## The data
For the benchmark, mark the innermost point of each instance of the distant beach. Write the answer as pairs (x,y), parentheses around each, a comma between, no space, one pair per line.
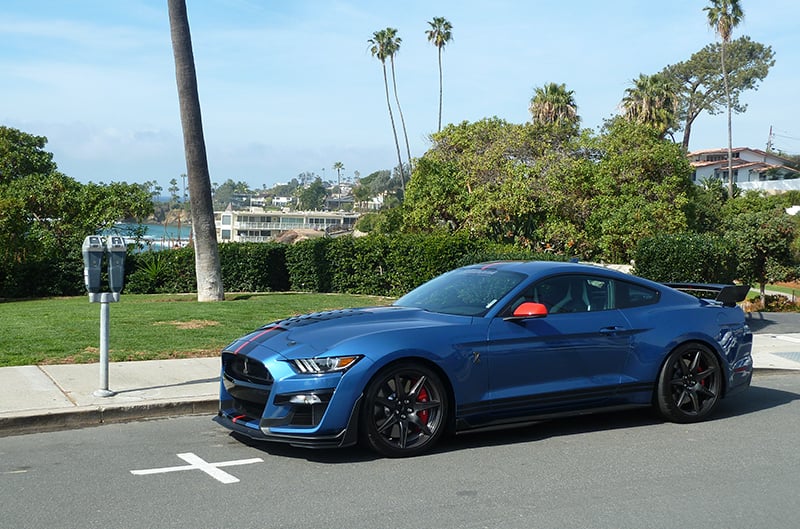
(156,235)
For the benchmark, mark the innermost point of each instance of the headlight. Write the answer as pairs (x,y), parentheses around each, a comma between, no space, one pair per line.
(328,364)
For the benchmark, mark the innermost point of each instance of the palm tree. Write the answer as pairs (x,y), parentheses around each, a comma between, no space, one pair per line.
(439,35)
(723,16)
(392,46)
(206,253)
(652,101)
(378,50)
(554,104)
(339,167)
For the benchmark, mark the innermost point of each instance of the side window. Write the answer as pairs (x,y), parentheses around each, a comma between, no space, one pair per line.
(571,293)
(628,295)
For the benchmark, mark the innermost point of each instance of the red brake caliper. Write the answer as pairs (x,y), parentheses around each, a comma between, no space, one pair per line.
(423,397)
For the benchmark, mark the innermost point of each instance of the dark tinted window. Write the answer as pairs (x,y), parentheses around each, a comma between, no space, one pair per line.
(629,295)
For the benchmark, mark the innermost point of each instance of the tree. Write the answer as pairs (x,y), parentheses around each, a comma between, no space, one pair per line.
(764,246)
(439,35)
(378,50)
(701,85)
(641,186)
(22,154)
(45,215)
(723,16)
(173,189)
(554,104)
(392,46)
(207,264)
(339,167)
(652,101)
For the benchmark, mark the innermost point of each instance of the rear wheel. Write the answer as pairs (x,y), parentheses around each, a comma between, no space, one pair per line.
(405,410)
(689,384)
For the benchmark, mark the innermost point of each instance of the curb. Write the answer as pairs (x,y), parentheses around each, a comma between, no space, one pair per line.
(99,415)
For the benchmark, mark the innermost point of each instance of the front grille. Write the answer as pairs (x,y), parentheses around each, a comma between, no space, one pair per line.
(248,382)
(241,367)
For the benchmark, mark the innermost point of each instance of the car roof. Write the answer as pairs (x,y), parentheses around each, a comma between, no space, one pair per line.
(544,268)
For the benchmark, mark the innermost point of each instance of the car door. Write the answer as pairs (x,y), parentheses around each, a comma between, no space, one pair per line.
(571,359)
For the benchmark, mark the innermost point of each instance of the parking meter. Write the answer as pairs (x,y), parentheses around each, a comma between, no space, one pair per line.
(115,246)
(92,250)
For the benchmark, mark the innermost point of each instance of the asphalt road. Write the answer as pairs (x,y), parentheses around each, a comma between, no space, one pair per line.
(625,470)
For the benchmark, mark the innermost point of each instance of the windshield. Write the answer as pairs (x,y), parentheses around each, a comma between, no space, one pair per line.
(465,292)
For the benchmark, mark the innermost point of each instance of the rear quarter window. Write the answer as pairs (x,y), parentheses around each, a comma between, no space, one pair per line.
(629,295)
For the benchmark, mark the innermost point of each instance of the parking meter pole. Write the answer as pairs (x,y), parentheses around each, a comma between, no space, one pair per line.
(94,248)
(105,299)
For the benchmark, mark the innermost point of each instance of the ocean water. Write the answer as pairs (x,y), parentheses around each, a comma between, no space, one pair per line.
(156,236)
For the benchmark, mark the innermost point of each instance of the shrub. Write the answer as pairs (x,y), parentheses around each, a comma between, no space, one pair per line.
(695,258)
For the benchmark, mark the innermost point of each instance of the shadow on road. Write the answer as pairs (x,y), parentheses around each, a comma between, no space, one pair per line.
(773,322)
(757,398)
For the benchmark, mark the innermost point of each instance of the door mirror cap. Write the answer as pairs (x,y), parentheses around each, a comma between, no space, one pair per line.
(529,309)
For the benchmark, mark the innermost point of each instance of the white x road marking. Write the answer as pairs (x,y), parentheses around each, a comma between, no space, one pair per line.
(197,463)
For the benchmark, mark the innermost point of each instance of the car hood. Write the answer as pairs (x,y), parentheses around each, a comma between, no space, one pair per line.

## Task statement
Return all the entries word for word, but omit any pictures they contain.

## Answer to the task
For the benchmark, mark the innermost point of each instance of the distant beach. Write the answer as pairs (x,y), parentheses around each, a comma between, no space, one pair per line.
(156,235)
For the benchmark, mark the innermost point of each instance of the headlight. Write the answer as pairs (x,y), parentheses around each, a comma between, no space, one pair per line.
(328,364)
For the benchmark, mark the innermost point of each instance of the palm tree. Write the answer as pairs (x,y), parentheses around each, a comma between, no space, one pair per line.
(439,35)
(723,16)
(392,46)
(206,253)
(652,101)
(378,50)
(554,104)
(339,167)
For the benchmark, mark the innermost point of each instance of the side window. Write the answer as pairs (x,y), parentheses around each, a comma between, no space, one pair per line.
(571,293)
(628,295)
For the benchmark, mark the innermost point of each instance of the red brake caliper. Write the answer as pairs (x,y), parentheses around each, a comma between, no space, one pair per line.
(423,397)
For the benchmark, mark the innermost point of each instance of the dark tinted window. Write the answer as pairs (x,y), parentheses around each, a comma between, no space, one pair per line.
(629,295)
For the benchmark, mark the innermost point of each instance of the tree. Write the answer as pairs (x,y), parentheses around each, a comma between, no space, one pair per line.
(764,246)
(439,35)
(378,50)
(701,85)
(641,186)
(22,154)
(45,215)
(723,16)
(173,189)
(554,104)
(392,46)
(207,264)
(339,167)
(652,101)
For the benchmark, mark the innermost point of each instance of the rear wheel. Write the answer as pairs (x,y), parentheses around each, a comma between, no space, one pair per line.
(405,410)
(689,384)
For the benchmark, mark the innermost point of each instance of the curb. Write the answer as pairs (x,y), parentheses around each, a comma between, no space, one pair per line.
(99,415)
For the benchmark, mark the innermost point of each instance of the front grille. Write the answer as pairs (x,y), parentheses around each, a comma between, no space, one pair per line.
(248,382)
(241,367)
For the benchmark, mark the innermost point of each instance of the car roof. Write the answer as pairs (x,y), parentheses around each, a comma between, no space, one pair per line.
(544,268)
For the benchmark, mark the innermost point of each instance of the car door. Write the answer as pairs (x,y), parentheses around each, a comma between, no space, one pair per line.
(571,359)
For the benchmark, mark the innermost point of each instance of the parking meter. Write the answer as pairs (x,y), parentheses around each, a comma between, no space, one pair per line.
(115,246)
(92,250)
For the benchmark, mark the innermost point of each instance of the asphalt road. Write the answer as pairs (x,y), parentheses around each, a comma between, no space, one pair per line.
(625,470)
For the benchmark, mark the innermost point of each instance of the windshield. Write the answer as pairs (x,y), parentheses around each, a comma between, no space, one pair per line.
(465,292)
For the benchmark, mark the innermost point of each instance of the rear quarter window. Write the answer as pairs (x,y), parentheses around each, a comma between, no space, one pair per line.
(629,295)
For the benchmark, mark the innermost point of each instance of the parking meter pole. Write the answer as pairs (x,y), parentheses around each, a comma between, no space, one pair per line.
(94,248)
(105,299)
For the benchmark, mark the innermost point of each instance of the ocean water. Write the answer as pairs (x,y), parentheses around each, a comma between, no space, one pair per line.
(156,236)
For the benchmark, mark the innermost point of each instance of the shrub. Write the answer as pairs (x,y), parentheses around each, a comma between, no space, one pair per line.
(695,258)
For the benchmark, mark the innermost point of each instance of the shadow on road. Write the answer as pairs (x,y), parentheses around each, a comma between, no space, one pair per line.
(773,322)
(757,398)
For the benchmark, mark the innermost point of each instance of the door mirror cap. Write the answer as pairs (x,y), parentheses around each, a comma between, no space, one pair per line.
(529,309)
For the benchmark, mark the innermost point of each instance of the white x road marking. Write the answer as pairs (x,y), parentheses around each, a comma between, no space, one pair per line.
(197,463)
For the benchmark, mark the innermost point of each instance of the car hood. Write the answer as pairs (x,y), parentheses around each, a comma between, no space, one pair per line.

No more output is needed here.